TASK
Render the listing below as a Markdown table with the columns "Row" and "Line", numbering each nonblank line in order and omitting blank lines.

# DATASET ROWS start

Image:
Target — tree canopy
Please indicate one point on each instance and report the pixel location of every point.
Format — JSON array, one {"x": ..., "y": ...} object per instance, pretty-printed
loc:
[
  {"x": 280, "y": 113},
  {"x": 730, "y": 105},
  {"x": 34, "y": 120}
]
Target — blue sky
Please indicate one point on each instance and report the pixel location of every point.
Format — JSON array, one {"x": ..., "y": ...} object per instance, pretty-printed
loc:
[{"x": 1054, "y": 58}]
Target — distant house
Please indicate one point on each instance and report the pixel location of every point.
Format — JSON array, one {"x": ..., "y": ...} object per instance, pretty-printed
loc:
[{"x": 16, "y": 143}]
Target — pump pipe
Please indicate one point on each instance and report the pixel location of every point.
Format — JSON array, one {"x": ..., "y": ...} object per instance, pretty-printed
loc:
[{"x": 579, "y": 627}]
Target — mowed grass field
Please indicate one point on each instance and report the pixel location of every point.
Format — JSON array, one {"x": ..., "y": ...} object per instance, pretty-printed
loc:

# DATASET ROWS end

TASK ANSWER
| Row | Line |
|---|---|
| 1 | Image: |
| 2 | Target — tree canopy |
| 3 | Please indicate one point on each instance and report the pixel location of every point. |
| 4 | Format — JSON array, one {"x": ..., "y": ...} object per instance, pretty-printed |
| 5 | loc: |
| 6 | [ |
| 7 |   {"x": 280, "y": 113}, |
| 8 |   {"x": 730, "y": 105}, |
| 9 |   {"x": 34, "y": 120} |
| 10 | ] |
| 11 | Target — blue sky |
| 12 | Please indicate one point on each instance and report the pixel location of every point. |
| 13 | Format — JSON array, one {"x": ..., "y": ...} object per instance, pretty-printed |
| 14 | loc: |
| 15 | [{"x": 1054, "y": 58}] |
| 16 | Target — distant house |
| 17 | Please indicate one point on each instance and report the pixel location of every point. |
| 18 | Format — JSON array, one {"x": ..., "y": ...} object per instance, pretty-printed |
| 19 | loc: |
| 20 | [{"x": 16, "y": 143}] |
| 21 | Target — pump pipe |
| 22 | Please indicate one point on each instance and report the pixel location of every point. |
| 23 | Format — JSON array, one {"x": ..., "y": ...} object per instance, pretty-printed |
| 24 | loc: |
| 25 | [{"x": 579, "y": 627}] |
| 26 | Target — mowed grass field |
| 27 | Please indicate one point on each instance and report the pixel location of every point. |
| 28 | Format — JSON array, one {"x": ..., "y": ...} object per instance, pretty-printed |
| 29 | loc: |